▶ _GIVEN DATA_:
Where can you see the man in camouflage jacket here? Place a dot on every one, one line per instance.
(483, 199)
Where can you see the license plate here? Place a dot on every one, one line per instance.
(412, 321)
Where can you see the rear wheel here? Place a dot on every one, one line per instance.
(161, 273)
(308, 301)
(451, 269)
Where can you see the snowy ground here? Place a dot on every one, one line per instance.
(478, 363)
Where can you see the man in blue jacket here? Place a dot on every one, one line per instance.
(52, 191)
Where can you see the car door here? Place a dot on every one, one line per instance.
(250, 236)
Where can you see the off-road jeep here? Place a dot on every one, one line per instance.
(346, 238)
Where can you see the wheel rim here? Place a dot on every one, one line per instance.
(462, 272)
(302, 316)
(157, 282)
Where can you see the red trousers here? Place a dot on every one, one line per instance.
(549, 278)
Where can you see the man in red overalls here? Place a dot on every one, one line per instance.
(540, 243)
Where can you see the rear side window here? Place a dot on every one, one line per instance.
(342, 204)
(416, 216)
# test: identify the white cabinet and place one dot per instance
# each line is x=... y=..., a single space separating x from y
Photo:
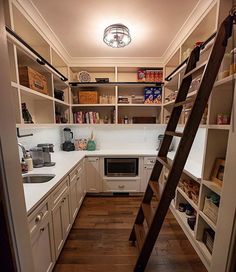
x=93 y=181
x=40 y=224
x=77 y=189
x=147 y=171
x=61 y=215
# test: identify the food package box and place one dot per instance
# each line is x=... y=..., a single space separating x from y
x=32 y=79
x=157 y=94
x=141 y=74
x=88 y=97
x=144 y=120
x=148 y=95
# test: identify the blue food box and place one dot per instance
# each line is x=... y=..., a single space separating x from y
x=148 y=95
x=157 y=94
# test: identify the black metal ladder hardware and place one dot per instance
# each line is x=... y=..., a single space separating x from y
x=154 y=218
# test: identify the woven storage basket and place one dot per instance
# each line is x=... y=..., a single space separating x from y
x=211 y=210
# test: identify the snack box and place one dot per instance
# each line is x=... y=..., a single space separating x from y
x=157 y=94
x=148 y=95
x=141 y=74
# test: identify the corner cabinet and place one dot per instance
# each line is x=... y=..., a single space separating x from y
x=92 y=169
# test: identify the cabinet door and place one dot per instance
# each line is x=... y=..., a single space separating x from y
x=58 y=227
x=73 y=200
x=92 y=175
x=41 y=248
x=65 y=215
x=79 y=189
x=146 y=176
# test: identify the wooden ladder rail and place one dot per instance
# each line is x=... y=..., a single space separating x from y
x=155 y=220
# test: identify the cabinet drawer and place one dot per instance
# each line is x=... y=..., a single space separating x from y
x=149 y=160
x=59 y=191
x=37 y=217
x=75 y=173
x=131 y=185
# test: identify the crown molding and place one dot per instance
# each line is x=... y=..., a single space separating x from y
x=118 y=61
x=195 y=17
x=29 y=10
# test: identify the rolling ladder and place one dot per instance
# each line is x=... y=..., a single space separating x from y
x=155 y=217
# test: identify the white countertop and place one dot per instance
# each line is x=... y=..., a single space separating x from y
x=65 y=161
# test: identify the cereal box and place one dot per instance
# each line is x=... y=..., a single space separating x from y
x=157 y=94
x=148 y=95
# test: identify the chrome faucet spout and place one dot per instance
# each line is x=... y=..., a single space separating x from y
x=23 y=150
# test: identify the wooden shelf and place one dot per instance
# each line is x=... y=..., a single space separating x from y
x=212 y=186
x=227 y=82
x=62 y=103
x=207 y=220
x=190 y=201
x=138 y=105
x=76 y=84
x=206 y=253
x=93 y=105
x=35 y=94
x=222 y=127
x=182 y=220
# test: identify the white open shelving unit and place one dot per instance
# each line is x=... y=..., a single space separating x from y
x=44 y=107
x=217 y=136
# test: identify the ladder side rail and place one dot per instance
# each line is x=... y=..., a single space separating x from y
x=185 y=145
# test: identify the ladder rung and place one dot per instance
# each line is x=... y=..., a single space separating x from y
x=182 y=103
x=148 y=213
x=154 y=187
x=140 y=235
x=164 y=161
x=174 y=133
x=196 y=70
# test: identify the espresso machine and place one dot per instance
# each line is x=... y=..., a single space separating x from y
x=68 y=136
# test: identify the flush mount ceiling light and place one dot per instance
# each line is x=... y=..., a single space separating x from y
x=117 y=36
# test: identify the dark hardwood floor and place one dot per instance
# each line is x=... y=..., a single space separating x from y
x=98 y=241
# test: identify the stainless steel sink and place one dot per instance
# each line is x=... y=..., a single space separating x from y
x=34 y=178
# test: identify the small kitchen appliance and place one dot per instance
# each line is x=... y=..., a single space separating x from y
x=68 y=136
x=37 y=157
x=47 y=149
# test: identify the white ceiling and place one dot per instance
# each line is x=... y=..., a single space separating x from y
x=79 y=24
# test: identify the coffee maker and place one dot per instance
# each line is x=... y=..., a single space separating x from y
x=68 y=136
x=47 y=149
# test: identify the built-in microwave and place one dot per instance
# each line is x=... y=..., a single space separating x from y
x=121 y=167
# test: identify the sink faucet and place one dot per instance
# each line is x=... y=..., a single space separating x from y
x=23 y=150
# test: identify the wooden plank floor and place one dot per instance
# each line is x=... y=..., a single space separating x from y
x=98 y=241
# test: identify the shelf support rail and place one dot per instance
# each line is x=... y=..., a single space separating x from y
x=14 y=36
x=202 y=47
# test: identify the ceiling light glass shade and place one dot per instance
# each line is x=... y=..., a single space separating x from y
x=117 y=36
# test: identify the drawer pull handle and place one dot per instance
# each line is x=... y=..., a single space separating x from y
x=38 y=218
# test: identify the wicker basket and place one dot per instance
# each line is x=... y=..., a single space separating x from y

==

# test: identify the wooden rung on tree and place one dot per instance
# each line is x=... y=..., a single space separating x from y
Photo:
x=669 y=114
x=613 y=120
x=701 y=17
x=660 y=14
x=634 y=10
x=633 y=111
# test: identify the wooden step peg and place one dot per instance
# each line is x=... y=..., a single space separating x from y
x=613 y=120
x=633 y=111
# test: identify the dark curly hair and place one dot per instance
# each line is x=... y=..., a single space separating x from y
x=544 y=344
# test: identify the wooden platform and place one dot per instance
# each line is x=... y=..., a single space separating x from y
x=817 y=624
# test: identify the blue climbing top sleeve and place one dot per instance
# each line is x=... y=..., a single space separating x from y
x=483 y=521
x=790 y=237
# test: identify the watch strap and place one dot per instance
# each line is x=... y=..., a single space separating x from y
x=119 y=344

▶ _PROBLEM REQUIREMENTS_:
Note each line of the entries that has "ceiling" in it, and copy those lines.

▶ _EXERCISE RESPONSE_:
# test: identify the flush mount ceiling light and place one dot per instance
# test: identify the white ceiling and place one dot per instance
# test: identify the ceiling light glass shade and place one dot per instance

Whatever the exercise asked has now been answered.